PROBLEM TO WORK ON: Produce the records below again, word for word, but stop after the line that contains "Query: front bumper".

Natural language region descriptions
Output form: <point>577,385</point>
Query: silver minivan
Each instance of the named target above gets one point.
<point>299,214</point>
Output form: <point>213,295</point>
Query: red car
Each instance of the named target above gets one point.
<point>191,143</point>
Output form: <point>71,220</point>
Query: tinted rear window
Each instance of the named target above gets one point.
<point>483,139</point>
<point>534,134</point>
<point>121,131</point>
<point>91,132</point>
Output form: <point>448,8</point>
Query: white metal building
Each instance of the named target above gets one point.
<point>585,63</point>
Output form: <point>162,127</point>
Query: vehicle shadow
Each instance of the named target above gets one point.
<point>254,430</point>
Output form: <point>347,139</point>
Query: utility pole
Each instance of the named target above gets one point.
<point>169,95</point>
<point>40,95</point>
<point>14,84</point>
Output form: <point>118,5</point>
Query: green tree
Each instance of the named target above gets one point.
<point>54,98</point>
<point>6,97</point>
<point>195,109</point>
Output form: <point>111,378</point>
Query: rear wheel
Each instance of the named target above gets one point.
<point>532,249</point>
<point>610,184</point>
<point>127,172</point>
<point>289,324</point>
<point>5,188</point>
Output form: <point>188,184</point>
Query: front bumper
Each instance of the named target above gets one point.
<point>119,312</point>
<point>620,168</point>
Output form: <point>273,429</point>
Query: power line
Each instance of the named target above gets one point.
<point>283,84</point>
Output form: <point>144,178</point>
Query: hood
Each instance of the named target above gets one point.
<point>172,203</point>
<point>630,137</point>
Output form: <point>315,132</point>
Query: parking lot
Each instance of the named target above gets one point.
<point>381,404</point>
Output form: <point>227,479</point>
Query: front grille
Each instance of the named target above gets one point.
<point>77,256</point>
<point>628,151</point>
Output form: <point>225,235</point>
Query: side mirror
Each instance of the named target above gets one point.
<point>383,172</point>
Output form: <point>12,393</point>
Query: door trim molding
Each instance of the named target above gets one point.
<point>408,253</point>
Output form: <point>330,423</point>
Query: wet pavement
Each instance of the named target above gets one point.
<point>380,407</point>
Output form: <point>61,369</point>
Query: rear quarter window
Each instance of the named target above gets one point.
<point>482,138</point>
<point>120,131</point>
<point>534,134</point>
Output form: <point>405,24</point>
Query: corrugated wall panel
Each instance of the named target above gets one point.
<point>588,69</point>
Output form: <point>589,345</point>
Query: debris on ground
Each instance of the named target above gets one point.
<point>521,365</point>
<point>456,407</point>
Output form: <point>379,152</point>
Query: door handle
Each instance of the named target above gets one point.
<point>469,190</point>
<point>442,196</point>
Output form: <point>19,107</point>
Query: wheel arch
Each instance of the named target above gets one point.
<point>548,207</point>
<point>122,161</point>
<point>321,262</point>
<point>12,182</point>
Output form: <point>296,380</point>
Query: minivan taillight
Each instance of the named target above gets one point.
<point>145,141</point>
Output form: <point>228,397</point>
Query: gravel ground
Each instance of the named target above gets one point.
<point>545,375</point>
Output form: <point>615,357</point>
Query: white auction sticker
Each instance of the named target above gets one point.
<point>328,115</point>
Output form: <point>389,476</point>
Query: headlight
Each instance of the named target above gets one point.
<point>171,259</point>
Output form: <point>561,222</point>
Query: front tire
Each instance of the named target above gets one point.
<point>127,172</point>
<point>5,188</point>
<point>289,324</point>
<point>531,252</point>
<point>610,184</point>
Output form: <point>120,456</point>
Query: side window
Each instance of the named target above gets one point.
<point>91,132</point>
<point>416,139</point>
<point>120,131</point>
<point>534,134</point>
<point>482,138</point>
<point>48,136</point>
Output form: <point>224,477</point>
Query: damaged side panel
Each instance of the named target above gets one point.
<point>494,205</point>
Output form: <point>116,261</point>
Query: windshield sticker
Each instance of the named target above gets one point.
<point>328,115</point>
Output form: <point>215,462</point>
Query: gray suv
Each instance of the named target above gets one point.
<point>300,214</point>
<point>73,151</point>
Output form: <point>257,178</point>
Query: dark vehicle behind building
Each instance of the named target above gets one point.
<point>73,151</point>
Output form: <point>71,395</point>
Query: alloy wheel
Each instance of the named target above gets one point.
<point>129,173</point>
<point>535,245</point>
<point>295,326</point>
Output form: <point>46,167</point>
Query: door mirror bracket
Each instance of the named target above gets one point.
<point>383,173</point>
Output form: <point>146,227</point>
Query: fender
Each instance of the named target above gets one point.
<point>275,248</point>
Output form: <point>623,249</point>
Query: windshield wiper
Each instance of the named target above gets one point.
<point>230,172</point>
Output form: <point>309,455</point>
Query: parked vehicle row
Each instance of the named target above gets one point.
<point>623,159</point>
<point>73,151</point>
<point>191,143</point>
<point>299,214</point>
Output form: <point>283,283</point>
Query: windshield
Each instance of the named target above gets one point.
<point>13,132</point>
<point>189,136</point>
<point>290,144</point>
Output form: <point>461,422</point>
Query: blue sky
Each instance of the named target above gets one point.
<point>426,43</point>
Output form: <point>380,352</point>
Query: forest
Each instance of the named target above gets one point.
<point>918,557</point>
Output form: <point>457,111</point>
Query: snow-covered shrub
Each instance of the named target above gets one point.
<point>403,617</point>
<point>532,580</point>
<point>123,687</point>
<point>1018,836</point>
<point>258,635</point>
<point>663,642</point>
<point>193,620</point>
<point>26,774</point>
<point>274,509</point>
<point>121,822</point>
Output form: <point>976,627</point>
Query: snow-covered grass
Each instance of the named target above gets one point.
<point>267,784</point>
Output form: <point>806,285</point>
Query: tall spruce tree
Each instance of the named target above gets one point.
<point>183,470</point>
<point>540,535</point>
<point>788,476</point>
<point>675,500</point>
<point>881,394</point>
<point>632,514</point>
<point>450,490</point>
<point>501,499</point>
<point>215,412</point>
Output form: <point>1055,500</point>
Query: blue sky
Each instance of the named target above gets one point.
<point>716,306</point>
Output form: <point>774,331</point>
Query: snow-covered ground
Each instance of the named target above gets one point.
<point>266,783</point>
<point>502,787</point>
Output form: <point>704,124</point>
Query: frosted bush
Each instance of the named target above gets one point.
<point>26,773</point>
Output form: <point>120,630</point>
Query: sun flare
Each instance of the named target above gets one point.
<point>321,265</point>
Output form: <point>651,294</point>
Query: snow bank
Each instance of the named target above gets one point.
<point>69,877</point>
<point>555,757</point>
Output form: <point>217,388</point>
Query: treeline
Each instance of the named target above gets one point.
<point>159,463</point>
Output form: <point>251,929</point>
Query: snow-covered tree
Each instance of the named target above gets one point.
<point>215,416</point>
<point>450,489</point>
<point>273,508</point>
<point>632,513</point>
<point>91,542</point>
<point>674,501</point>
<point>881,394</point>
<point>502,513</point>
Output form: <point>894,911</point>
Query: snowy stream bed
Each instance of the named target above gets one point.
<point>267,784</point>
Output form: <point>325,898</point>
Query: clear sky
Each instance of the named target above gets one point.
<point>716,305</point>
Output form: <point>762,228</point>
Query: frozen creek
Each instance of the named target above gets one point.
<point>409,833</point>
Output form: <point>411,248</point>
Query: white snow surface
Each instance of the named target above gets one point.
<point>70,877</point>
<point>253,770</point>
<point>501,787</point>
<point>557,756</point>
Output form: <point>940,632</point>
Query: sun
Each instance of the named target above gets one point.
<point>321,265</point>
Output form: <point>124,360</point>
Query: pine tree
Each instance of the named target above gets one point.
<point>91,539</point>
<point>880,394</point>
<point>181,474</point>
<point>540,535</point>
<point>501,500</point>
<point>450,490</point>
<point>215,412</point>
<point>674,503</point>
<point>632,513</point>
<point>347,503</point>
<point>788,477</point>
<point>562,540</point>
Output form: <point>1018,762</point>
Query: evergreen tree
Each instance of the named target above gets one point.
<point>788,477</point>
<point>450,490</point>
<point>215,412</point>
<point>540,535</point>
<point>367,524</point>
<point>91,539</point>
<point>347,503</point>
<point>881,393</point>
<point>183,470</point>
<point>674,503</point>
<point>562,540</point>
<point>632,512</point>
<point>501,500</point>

EXPECTED ANSWER:
Output form: <point>577,385</point>
Query: silver minivan
Each instance of the named target above gets one point.
<point>299,214</point>
Output form: <point>213,295</point>
Query: red car
Each instance of the named target above gets one point.
<point>191,143</point>
Output form: <point>71,220</point>
Query: tinted rear window
Each instance of the named target above gets one point.
<point>483,139</point>
<point>534,134</point>
<point>121,131</point>
<point>91,132</point>
Output form: <point>448,8</point>
Query: white metal building
Each instance of the named target above gets one point.
<point>585,63</point>
Output form: <point>162,127</point>
Query: vehicle shadow
Each instance of the named target above gets one point.
<point>254,430</point>
Output form: <point>347,139</point>
Query: utility pole
Each instance of the named target above gets one point.
<point>169,95</point>
<point>40,95</point>
<point>14,84</point>
Output form: <point>118,5</point>
Query: green tree
Each instance of the named target above gets one point.
<point>54,98</point>
<point>6,97</point>
<point>195,109</point>
Output form: <point>111,378</point>
Query: rear wheel
Each instance of the named target above gets one point.
<point>532,249</point>
<point>610,184</point>
<point>127,172</point>
<point>289,324</point>
<point>5,188</point>
Output form: <point>188,184</point>
Query: front bumper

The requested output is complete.